## Problema breve 1
Spiega in una-tre frasi perché, secondo il testo sui centri per migranti, le fughe non potevano essere addebitate agli addetti alla sorveglianza per negligenza.

━━━━━━

Mentre il governo Meloni vuole aprire in tutta fretta i centri per migranti in Albania, ripercorriamo con questo estratto dal libro di Left "Non ci potete rinchiudere" una lunga storia fatta di violazioni dei diritti umani, di soprusi e di proteste in strutture-lager dove le persone straniere sono detenute senza aver commesso alcun reato ma solo per il loro status di migranti

Questa storia inizia con l’approvazione della legge 40 (Turco-Napolitano) nel luglio 1998, quando, in nome dell’esigenza di “coniugare sicurezza e accoglienza”, nacquero i primi Cpta (Centri di permanenza temporanea e assistenza) che vennero realizzati in maniera improvvisata prima ancora di dare loro un quadro normativo.
Per la prima volta in Italia – nel resto d’Europa era già una prassi – si potevano privare le persone della libertà personale in virtù del fatto che la loro presenza non era considerata regolare. La finalità dei centri riguardava gli «stranieri destinatari di un provvedimento di espulsione con accompagnamento coattivo alla frontiera non immediatamente eseguibile». Persone che non avevano commesso reati, rinchiuse per ciò che erano. Per facilitare i rimpatri delle persone considerate irregolari, l’allora ministro dell’Interno si affrettò a siglare i primi accordi bilaterali di riammissione con alcuni Paesi del Nord Africa che raramente produssero i risultati sperati.

I centri in cui allora si poteva restare rinchiusi fino ad un mese in attesa dell’espulsione nacquero da un giorno all’altro e in modo non organico. A Lampedusa non c’era ancora la struttura di Contrada Imbriacola, quindi le persone venivano tenute nei pressi dell’aeroporto e poi nell’ex base militare Loran che non risultava inquadrata come Cpta ma che di fatto aveva quella funzione. A Trapani venne preso in affitto un ospizio in disuso, il “Serraino Vulpitta”, tramutato in struttura con celle, a Roma si utilizzò parte di una caserma nei pressi dell’aeroporto di Fiumicino, a Ponte Galeria, e poi fu la volta di Agrigento, Bari, Brindisi. Già da allora i servizi di “assistenza” (sanità, pasti ecc.) vennero dati in gestione a imprese o cooperative che a volte partecipavano a gare pubbliche, più spesso ottenevano un affidamento diretto: un business enorme. La sorveglianza esterna e la repressione interna in caso di emergenze era (come ancora oggi) gestita dalla locale prefettura e quindi attraverso personale dei diversi corpi dello Stato. Furono in molti a “offrirsi” per fornire strutture adeguate, da don Cesare Lodeserto che in Puglia fece rapidamente trasformare il suo centro Regina Pacis, prima adibito all’accoglienza, in un Cpta, alle città di Milano (via Corelli), Torino, (Corso Brunelleschi), Bologna (via Mattei). A Modena ne sorse uno gestito dalle Misericordie il cui presidente era Daniele Giovanardi, fratello del più noto uomo politico Carlo Giovanardi. E poi Foggia, Crotone (Isola Capo Rizzuto) accanto a un immenso campo di accoglienza, Lamezia Terme, (gestito da un responsabile della protezione civile e realizzato al posto di una comunità di accoglienza per tossicodipendenti). Nel 2006 venne aperto il Cpt di Gradisca D’Isonzo, ribattezzata la “Guantanamo italiana” per l’uso di tecnologia avanzata atta a impedire fughe, rivolte, socialità eccessiva fra gli “ospiti”. Sì perché chi vi era trattenuto non era considerato detenuto ma “ospite” al punto che le fughe non potevano essere addebitate agli addetti alla sorveglianza per negligenza. A Ragusa venne aperta una struttura solo per donne in pieno centro, con personale quasi esclusivamente maschile.

━━━━━━

## Problema breve 2
Filtra i record e riporta, per favore, ogni riga che contiene la stringa "Query".

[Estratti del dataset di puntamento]

━━━━━━

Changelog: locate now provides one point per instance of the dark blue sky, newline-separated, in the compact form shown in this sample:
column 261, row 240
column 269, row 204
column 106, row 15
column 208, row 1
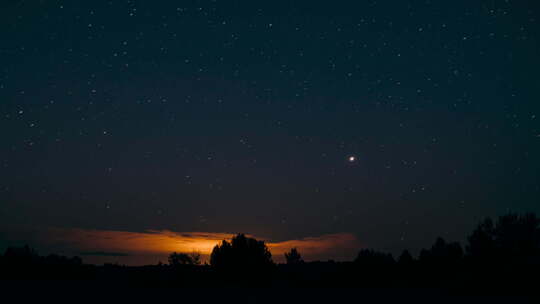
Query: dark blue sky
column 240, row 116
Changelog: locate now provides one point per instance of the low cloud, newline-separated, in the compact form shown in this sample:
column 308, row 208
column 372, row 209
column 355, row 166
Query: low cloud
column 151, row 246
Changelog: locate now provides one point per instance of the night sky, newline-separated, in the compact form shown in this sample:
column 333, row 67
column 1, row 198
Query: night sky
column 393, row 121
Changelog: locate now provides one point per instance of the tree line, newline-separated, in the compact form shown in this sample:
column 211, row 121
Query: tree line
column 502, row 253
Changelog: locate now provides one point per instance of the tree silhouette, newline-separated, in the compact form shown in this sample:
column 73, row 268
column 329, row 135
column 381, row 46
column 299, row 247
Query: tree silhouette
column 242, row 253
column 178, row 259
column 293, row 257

━━━━━━

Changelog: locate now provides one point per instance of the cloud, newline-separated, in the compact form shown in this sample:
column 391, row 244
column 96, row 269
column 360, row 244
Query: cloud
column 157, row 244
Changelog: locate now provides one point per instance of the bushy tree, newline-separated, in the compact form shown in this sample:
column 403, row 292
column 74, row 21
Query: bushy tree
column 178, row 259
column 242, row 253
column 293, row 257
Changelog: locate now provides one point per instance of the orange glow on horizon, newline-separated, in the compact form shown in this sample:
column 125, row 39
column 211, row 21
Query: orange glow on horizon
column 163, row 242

━━━━━━

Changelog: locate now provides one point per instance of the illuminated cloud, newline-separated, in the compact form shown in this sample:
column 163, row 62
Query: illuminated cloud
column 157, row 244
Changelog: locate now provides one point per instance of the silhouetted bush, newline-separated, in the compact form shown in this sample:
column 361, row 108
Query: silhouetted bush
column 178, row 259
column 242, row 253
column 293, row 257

━━━━━━

## Risultato 1
Chi era trattenuto nei centri non era considerato detenuto ma "ospite". Per questo le fughe non potevano essere imputate a negligenza degli addetti alla sorveglianza.

## Risultato 2
Query: dark blue sky
Query: low cloud
Query: night sky
Query: tree line
Query: tree silhouette
Query: cloud
Query: bushy tree
Query: orange glow on horizon
Query: illuminated cloud
Query: silhouetted bush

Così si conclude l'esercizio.